Print the entries below verbatim, line for line.
★ ★ ★ ★
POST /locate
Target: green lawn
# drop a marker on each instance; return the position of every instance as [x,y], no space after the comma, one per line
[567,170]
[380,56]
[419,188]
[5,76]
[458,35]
★ ★ ★ ★
**Task response:**
POST /locate
Target: green lawn
# drop a marker on each instance; return the position of every instance as [x,y], no space after the comma, one per line
[567,170]
[380,56]
[419,188]
[5,76]
[458,35]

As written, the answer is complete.